# [ISTRUZIONI ESERCIZIO]
Ricopia per intero il testo sul film Whitney, senza cambiare nulla.

Presentazione e critica

“Io la faccio lenta”. Una frase apparentemente capricciosa – riferita al ritmo con cui cantare una canzone – che nasconde l’onnipotenza tecnica degli anni di maggior gloria di una delle interpreti della canzone americana più sbalorditive di sempre, raccontata nel biopic Whitney. Il sottotitolo, Una voce diventata leggenda , oltre a sintetizzare bene la retorica dell’operazione, serve a distinguere questo Whitney da altri ritratti prodotti negli ultimi anni, almeno uno dei quali, il documentario diretto da Kevin Macdonald.

# [VOCI FORNITE]
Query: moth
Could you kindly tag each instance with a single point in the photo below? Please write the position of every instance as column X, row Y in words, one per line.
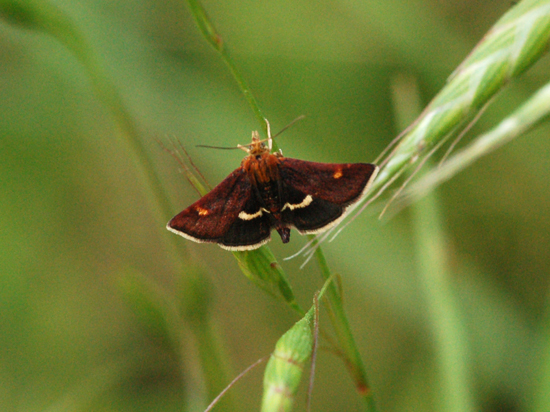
column 269, row 191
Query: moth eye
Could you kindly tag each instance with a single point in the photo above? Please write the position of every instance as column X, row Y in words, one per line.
column 202, row 212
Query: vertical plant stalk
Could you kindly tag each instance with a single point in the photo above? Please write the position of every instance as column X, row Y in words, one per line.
column 339, row 318
column 341, row 325
column 216, row 41
column 514, row 43
column 530, row 114
column 44, row 17
column 443, row 311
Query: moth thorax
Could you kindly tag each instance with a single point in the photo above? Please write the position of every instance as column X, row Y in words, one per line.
column 262, row 168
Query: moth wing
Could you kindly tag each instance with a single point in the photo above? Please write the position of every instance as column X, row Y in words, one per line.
column 210, row 217
column 341, row 184
column 216, row 217
column 310, row 214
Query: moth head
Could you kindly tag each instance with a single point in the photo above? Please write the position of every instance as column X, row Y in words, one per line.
column 258, row 146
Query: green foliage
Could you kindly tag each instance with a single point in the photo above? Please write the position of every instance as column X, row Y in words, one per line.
column 90, row 85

# [SOLUZIONE ESERCIZIO]
Presentazione e critica

“Io la faccio lenta”. Una frase apparentemente capricciosa – riferita al ritmo con cui cantare una canzone – che nasconde l’onnipotenza tecnica degli anni di maggior gloria di una delle interpreti della canzone americana più sbalorditive di sempre, raccontata nel biopic Whitney. Il sottotitolo, Una voce diventata leggenda , oltre a sintetizzare bene la retorica dell’operazione, serve a distinguere questo Whitney da altri ritratti prodotti negli ultimi anni, almeno uno dei quali, il documentario diretto da Kevin Macdonald.